Return all of the data exactly, with nothing left out but the pictures.

◆ **INPUT FOR THIS TASK**

---

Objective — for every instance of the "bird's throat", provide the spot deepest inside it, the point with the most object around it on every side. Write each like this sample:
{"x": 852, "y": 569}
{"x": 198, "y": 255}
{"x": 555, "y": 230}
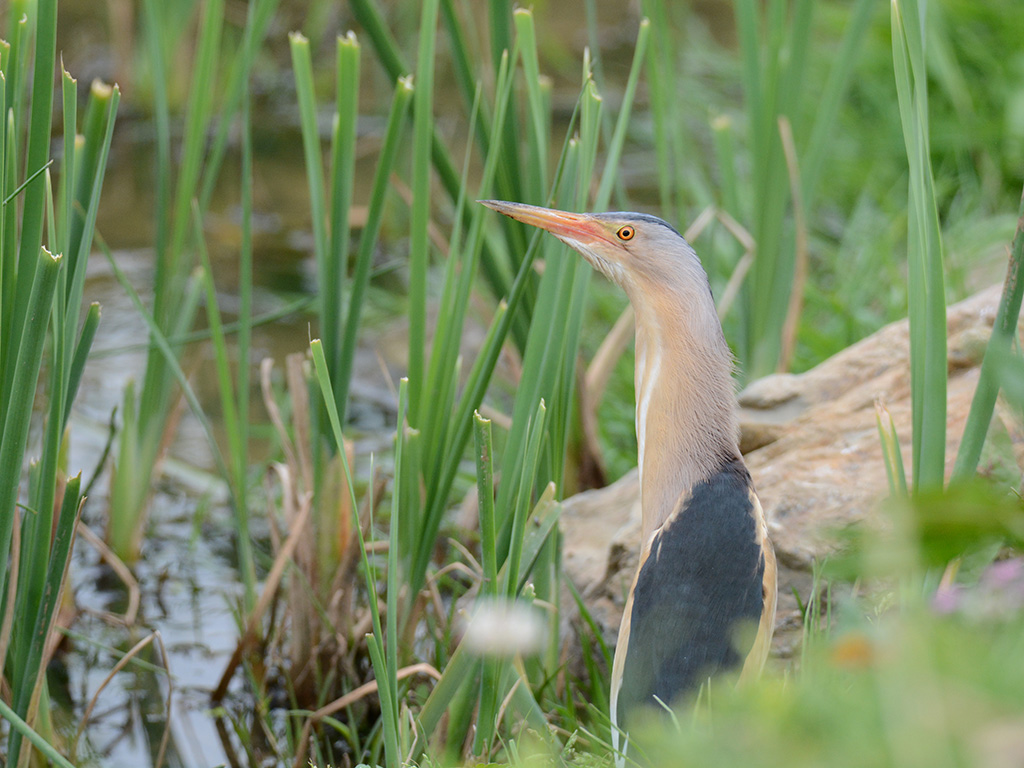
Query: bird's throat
{"x": 685, "y": 412}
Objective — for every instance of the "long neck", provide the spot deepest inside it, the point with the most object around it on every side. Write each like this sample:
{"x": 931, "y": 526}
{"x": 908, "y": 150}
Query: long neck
{"x": 686, "y": 411}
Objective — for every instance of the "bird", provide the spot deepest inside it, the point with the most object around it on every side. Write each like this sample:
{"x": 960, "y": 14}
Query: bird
{"x": 702, "y": 599}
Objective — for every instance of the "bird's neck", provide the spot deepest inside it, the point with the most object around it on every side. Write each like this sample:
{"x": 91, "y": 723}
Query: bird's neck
{"x": 686, "y": 407}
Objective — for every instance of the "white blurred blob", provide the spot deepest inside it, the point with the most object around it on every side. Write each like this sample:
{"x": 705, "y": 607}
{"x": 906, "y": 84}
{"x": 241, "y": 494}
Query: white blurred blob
{"x": 501, "y": 628}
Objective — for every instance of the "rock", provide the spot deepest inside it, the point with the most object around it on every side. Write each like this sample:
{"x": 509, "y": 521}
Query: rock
{"x": 812, "y": 445}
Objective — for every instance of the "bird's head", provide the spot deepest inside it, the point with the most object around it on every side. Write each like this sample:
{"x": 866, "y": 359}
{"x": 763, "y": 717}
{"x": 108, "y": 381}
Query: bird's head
{"x": 642, "y": 254}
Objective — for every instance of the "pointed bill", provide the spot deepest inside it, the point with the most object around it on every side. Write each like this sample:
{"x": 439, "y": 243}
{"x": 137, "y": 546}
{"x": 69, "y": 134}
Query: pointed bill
{"x": 574, "y": 228}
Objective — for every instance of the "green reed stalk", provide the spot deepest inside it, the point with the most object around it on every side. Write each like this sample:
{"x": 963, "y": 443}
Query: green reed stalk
{"x": 926, "y": 291}
{"x": 175, "y": 300}
{"x": 368, "y": 241}
{"x": 384, "y": 658}
{"x": 1004, "y": 334}
{"x": 419, "y": 249}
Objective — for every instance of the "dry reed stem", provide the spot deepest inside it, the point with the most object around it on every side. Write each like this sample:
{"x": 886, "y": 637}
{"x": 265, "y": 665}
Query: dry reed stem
{"x": 269, "y": 590}
{"x": 123, "y": 572}
{"x": 122, "y": 663}
{"x": 349, "y": 698}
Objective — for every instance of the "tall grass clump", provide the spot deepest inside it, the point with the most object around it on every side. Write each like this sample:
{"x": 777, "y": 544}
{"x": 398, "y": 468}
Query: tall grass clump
{"x": 183, "y": 189}
{"x": 520, "y": 556}
{"x": 45, "y": 238}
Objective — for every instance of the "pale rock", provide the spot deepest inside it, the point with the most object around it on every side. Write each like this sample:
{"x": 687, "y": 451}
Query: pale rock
{"x": 812, "y": 445}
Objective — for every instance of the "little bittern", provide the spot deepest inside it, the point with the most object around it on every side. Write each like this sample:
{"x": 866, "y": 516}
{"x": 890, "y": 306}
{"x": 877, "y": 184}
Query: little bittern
{"x": 702, "y": 600}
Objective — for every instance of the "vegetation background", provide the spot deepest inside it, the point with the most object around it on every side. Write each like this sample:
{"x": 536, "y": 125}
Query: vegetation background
{"x": 258, "y": 567}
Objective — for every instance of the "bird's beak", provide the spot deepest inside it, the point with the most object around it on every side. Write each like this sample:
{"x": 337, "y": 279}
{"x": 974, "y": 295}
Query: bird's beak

---

◆ **CORRECT ANSWER**
Objective — for every instance of the "bird's throat", provide the spot deepest inside it, the point with the most object around it on every side. Write each like this sample:
{"x": 852, "y": 569}
{"x": 198, "y": 255}
{"x": 555, "y": 230}
Query: bird's throat
{"x": 685, "y": 412}
Objective — for every instance of the "long neck", provide the spot deepest inside it, the point with the most object around it on every side. Write each like this sample:
{"x": 931, "y": 526}
{"x": 908, "y": 150}
Query: long neck
{"x": 686, "y": 411}
Objective — for every instance of the "bird", provide the spot deepest inside it, the point with the most object around it on every side. Write each like this sample:
{"x": 960, "y": 14}
Query: bird
{"x": 702, "y": 599}
Objective — for every instance of the "bird's neck", provide the spot deepest inside it, the point with the most object around it on every side. Write each like this sample:
{"x": 91, "y": 723}
Query: bird's neck
{"x": 686, "y": 407}
Objective — for every instance of the "white blurred blob", provide the spot deepest inside it, the point with the most object around it on every side. Write each like this sample:
{"x": 705, "y": 607}
{"x": 906, "y": 84}
{"x": 241, "y": 494}
Query: white blurred blob
{"x": 501, "y": 628}
Objective — for every instance of the "rock", provide the spot deepest inside it, the point with the most object around it on every side. Write each like this sample:
{"x": 509, "y": 521}
Query: rock
{"x": 812, "y": 445}
Objective — for every instance of the "bird's head", provide the spot deepest inside it, the point with the most object around it on every side. Write each like this sample:
{"x": 866, "y": 359}
{"x": 763, "y": 717}
{"x": 108, "y": 381}
Query: bird's head
{"x": 642, "y": 254}
Objective — for every instance of the "pointed bill", provide the spot deepest inside it, the point with the most object around it on every side. Write each like this sample:
{"x": 439, "y": 243}
{"x": 137, "y": 546}
{"x": 69, "y": 134}
Query: pointed bill
{"x": 574, "y": 228}
Objective — for every instance of the "green reed stalk", provide the spot deepest inside it, the point with the most object around it on every side. Write each like this sample:
{"x": 963, "y": 443}
Query: green reed stalk
{"x": 926, "y": 291}
{"x": 175, "y": 300}
{"x": 368, "y": 241}
{"x": 384, "y": 658}
{"x": 1004, "y": 334}
{"x": 419, "y": 249}
Objective — for every instance of the "dry reed stem", provide the spot deepest inside it, the point with the most object around it on every side. Write each like this sample:
{"x": 886, "y": 637}
{"x": 265, "y": 665}
Query: dry reed stem
{"x": 269, "y": 590}
{"x": 123, "y": 572}
{"x": 122, "y": 663}
{"x": 349, "y": 698}
Objective — for every instance of the "tall grass clump", provide the spot deepest inside it, the point with the most object around it on every side. Write each like this sample:
{"x": 777, "y": 544}
{"x": 398, "y": 468}
Query: tall grass clump
{"x": 183, "y": 189}
{"x": 520, "y": 556}
{"x": 45, "y": 238}
Objective — for every instance of the "pale rock", provide the spot deepest inside it, the point with the most object around it on every side. Write each like this sample:
{"x": 687, "y": 451}
Query: pale rock
{"x": 812, "y": 445}
Objective — for every instance of the "little bittern", provide the spot deepest inside it, the point with the most object around it on every side. Write each like this sample:
{"x": 866, "y": 516}
{"x": 890, "y": 306}
{"x": 877, "y": 184}
Query: little bittern
{"x": 702, "y": 600}
Objective — for every instance of the "vegetation background", provide the spot deepest inside it, the point with the most object around it on every side. Write each like this sample:
{"x": 536, "y": 125}
Query: vegetation background
{"x": 258, "y": 567}
Objective — for every instance of the "bird's beak", provide the spot deepest inside it, the point with the most object around it on every side. Write each like this sample:
{"x": 337, "y": 279}
{"x": 974, "y": 295}
Query: bird's beak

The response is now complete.